Aim: Print every line of the data below word for word, leaving the pictures out.

## Start Supplied data

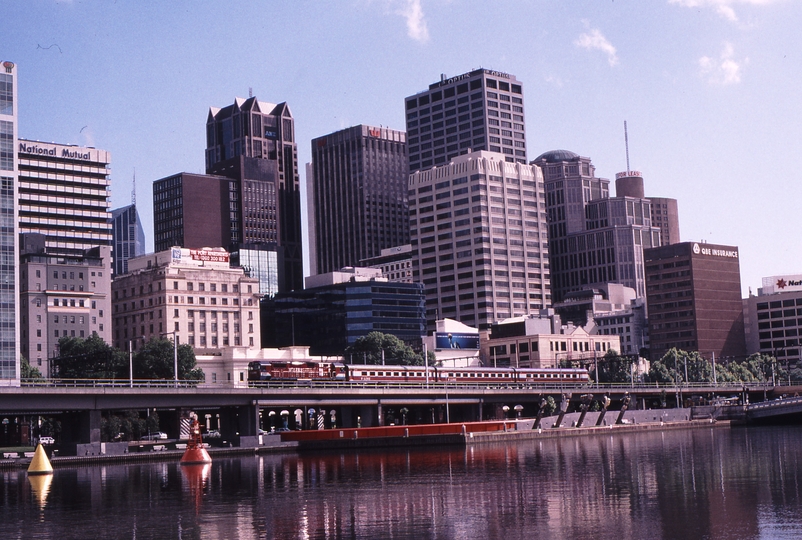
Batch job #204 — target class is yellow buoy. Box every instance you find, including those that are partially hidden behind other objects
[28,444,53,474]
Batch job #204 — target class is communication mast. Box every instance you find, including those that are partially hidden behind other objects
[624,120,629,176]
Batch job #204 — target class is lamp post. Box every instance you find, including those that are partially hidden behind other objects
[161,331,178,388]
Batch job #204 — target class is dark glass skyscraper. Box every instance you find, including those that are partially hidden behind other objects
[307,125,409,274]
[206,97,303,291]
[111,204,145,276]
[405,69,526,173]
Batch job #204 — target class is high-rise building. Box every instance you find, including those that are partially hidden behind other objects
[532,150,660,302]
[307,125,409,274]
[111,204,145,275]
[261,267,425,356]
[615,171,679,246]
[644,242,746,361]
[404,69,526,173]
[18,139,112,257]
[743,274,802,372]
[205,97,303,291]
[20,233,111,376]
[359,244,413,283]
[153,173,231,253]
[0,61,20,386]
[649,197,680,246]
[409,151,551,331]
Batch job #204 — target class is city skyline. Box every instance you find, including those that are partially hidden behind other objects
[0,0,802,294]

## End Supplied data

Solution to this problem:
Batch job #204 — target class is yellow buoy. Box every instance you find, including those that are partially hidden behind other objects
[28,444,53,474]
Batch job #204 — target class is communication mast. Box every instance you find, including those that are partially hidden behind other objects
[624,120,629,176]
Batch job #204 — target class is lamp post. Box every instance you find, including those that are partially hidden behind other objects
[161,331,178,388]
Batch job #204 — target class is dark glass skyscraper. Box every instance you find, including those that are partially hidden behind other objects
[307,125,409,274]
[206,97,303,291]
[111,204,145,276]
[405,69,526,173]
Batch job #204 — target class is high-rise building. Box every instance you find, including those that are partially hidden behind other objects
[532,150,660,302]
[307,125,409,274]
[111,204,145,275]
[261,267,425,356]
[615,171,679,246]
[644,242,746,361]
[404,69,526,173]
[18,139,112,257]
[743,274,802,372]
[205,97,303,291]
[20,233,111,376]
[359,244,413,283]
[153,173,231,253]
[0,61,20,386]
[649,197,680,246]
[409,151,551,331]
Batch job #204 — target class is city skyline. Box every instance you find, including those that are partially hidden behind other objects
[0,0,802,294]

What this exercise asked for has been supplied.